Martin and Aloysius are at the midpoint of a two-year study — the first to combine global climate change models with a watershed model to predict how climate change will influence algal blooms in an individual coastal region: in this case, the Maumee River Watershed and Lake Erie.
Huge impact
Lake Erie may contain only 2 percent of the total water in the Great Lakes, but it holds 50 percent of the fish, including game fish that support a $1.7 billion tourism industry. It also provides drinking water for 11 million people, and its watershed drains through the heart of Midwest agriculture. In fact, 75 percent of the 6,600-square-mile Maumee Watershed is covered with fields of corn, soybeans and winter wheat.
Global problem
While the health of Lake Erie is so important to the states and Canadian provinces that surround it, toxic algae is a problem around the world. This study provides forecast methods that could be applied to those areas as well.
One such area is China, where urban populations and agriculture are booming. Paerl, professor of marine sciences at UNC-Chapel Hill, studies Lake Taihu, the third largest freshwater lake in China. Five times smaller than Lake Erie and nine times shallower, Lake Taihu is more easily overrun by toxic algae — a great test case for algae problems that the United States will likely experience in decades to come.
“Lake Taihu is a ‘looking glass’ for how severe algal blooms are likely to get when excessive nutrient loading synergistically interacts with warming,” Paerl said. “Our Taihu research has taught us that both phosphorus and nitrogen inputs should be reduced for controlling algal bloom proliferation.”
That’s because many lakes have already experienced decades of nutrient over-enrichment from accelerating use of chemical fertilizers and expanding wastewater discharge from urbanization worldwide. These lakes, he said, have a “legacy of storage” of both nutrients in their sediments.
Paerl’s team is evaluating a variety of algae mitigation and control strategies, including artificial mixing and enhanced freshwater flushing of impacted lakes and reservoirs, as well as the use of algaecides, flocculants and sonic treatments to arrest blooms.
“It should be noted,” he said, “that no matter what types of physical or chemical treatments we use to mitigate blooms, they should be accompanied by nutrient input reductions.”

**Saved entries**
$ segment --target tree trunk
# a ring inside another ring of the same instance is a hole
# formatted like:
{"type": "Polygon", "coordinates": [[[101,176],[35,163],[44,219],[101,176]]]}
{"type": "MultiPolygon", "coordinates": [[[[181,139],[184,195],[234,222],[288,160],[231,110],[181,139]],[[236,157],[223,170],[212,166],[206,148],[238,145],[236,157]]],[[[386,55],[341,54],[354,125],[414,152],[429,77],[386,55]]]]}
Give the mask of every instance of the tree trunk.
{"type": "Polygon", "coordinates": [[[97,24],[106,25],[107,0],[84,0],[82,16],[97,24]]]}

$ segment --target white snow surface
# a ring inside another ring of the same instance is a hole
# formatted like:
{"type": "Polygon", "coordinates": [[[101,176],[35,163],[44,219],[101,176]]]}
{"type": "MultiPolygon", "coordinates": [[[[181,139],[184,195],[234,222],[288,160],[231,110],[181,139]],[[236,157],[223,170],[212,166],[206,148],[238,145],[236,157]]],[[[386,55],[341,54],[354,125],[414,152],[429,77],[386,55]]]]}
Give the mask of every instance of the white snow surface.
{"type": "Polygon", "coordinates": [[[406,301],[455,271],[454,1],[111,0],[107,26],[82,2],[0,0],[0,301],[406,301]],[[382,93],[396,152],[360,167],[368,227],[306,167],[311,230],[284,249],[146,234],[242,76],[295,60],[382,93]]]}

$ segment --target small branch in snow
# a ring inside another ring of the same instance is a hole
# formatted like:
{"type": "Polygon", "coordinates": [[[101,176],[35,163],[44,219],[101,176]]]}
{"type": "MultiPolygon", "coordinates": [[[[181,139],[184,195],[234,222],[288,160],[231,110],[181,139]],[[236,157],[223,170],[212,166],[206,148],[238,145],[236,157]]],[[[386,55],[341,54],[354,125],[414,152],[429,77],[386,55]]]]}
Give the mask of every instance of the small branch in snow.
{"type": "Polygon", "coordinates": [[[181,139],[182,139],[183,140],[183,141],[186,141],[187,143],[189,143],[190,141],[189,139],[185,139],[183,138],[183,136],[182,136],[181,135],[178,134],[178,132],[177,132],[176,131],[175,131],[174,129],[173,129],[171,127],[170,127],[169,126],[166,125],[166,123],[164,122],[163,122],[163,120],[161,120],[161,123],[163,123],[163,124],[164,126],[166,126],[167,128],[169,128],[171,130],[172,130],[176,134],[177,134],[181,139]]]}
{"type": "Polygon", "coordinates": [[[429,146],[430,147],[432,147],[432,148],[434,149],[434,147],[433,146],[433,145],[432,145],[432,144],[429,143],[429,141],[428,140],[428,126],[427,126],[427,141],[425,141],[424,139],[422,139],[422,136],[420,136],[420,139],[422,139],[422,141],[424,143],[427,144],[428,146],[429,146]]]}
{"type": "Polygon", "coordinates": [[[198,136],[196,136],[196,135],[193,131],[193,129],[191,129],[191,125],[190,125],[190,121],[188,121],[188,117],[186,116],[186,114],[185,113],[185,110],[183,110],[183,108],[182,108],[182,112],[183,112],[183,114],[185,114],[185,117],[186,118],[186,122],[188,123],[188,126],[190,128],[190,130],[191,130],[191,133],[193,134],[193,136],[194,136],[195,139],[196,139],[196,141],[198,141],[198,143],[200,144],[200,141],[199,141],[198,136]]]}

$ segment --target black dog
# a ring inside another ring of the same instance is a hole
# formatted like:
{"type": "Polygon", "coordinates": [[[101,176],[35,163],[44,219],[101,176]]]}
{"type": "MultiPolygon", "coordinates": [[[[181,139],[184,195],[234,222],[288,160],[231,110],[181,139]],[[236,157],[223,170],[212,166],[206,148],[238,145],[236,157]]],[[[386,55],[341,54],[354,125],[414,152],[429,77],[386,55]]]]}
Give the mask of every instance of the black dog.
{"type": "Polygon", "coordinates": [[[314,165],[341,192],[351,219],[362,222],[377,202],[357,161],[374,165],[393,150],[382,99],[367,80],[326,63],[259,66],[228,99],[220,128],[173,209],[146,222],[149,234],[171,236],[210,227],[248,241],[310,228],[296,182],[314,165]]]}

**Work instruction A**
Extract the part of the algal bloom article that runs from "One such area" to "decades to come.".
**Work instruction B**
Continue the article on toxic algae in Lake Erie and Lake Taihu from where it stops.

**Response box A**
One such area is China, where urban populations and agriculture are booming. Paerl, professor of marine sciences at UNC-Chapel Hill, studies Lake Taihu, the third largest freshwater lake in China. Five times smaller than Lake Erie and nine times shallower, Lake Taihu is more easily overrun by toxic algae — a great test case for algae problems that the United States will likely experience in decades to come.

**Response box B**
Ohio research
To assemble their forecast for Lake Erie, Ohio State researchers selected a series of climate model outputs from the Intergovernmental Panel on Climate Change’s Fifth Climate Change Assessment and coupled them with watershed and bloom prediction models, combining variables like stream flow, rainfall, and temperature with landscape topology, soil types, cropping practices and drainage management. Richard Stumpf at the National Oceanic and Atmospheric Administration’s National Centers for Coastal and Ocean Science led the development of the bloom prediction model.
Currently, Martin and Aloysius are working with Ohio State University Extension, the School of Environment and Natural Resources and the School of Communication to get a clearer picture of how stakeholders’ anticipate the Maumee Watershed ought to be managed. Then they will incorporate these stewardship plans into the models. Ultimately, the researchers want to identify farming or water management practices that reduce nutrient runoff without adversely affecting agricultural production.
“Farmers need to be very efficient to make a living,” Aloysius said. “If we can help them use less fertilizer, that represents a cost savings, but if the solution involves applying fertilizer in a way that keeps tractors running longer, then they’re buying more fossil fuel. So we need to balance financial and environmental costs.”
Field to Faucet is funded by the College of Food, Agricultural, and Environmental Sciences, which launched the program in response to the 2014 toxic algae problem in Toledo.